» **Brief**: A line qualifies if it holds the string "curled". Copy every qualifying line from the records.

[Opening Information section]

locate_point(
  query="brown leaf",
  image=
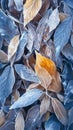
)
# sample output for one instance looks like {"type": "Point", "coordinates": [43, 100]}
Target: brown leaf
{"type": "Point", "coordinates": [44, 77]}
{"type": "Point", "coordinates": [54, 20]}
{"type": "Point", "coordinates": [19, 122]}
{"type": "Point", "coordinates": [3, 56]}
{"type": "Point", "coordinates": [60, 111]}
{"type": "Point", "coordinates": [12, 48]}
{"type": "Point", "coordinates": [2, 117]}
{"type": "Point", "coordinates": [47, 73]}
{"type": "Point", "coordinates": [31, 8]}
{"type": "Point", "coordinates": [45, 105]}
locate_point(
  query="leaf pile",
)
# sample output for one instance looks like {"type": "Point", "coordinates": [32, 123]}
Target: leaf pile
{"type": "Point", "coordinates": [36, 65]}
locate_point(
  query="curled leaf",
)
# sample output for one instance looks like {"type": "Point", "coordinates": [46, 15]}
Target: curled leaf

[Closing Information section]
[Opening Information section]

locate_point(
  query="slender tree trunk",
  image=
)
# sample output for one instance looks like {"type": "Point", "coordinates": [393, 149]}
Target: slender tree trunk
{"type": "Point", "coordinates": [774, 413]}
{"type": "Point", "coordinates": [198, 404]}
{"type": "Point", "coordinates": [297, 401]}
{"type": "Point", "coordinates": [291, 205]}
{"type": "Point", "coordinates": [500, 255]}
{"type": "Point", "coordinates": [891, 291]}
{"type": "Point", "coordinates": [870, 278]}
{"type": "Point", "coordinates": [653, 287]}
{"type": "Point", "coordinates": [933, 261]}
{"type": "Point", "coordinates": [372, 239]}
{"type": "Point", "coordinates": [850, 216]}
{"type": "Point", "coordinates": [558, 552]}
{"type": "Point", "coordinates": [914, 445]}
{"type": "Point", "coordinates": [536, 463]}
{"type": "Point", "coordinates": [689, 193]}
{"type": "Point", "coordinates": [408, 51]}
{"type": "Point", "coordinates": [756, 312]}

[Closing Information section]
[Opening Information section]

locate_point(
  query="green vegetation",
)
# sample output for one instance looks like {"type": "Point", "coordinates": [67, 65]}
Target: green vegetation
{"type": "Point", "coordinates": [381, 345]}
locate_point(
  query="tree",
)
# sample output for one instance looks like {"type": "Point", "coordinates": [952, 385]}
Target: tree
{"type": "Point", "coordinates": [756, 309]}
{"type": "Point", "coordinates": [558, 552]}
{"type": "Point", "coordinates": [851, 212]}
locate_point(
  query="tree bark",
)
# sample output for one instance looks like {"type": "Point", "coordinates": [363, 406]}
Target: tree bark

[Closing Information section]

» **Response**:
  query="curled leaf",
Target: curled leaf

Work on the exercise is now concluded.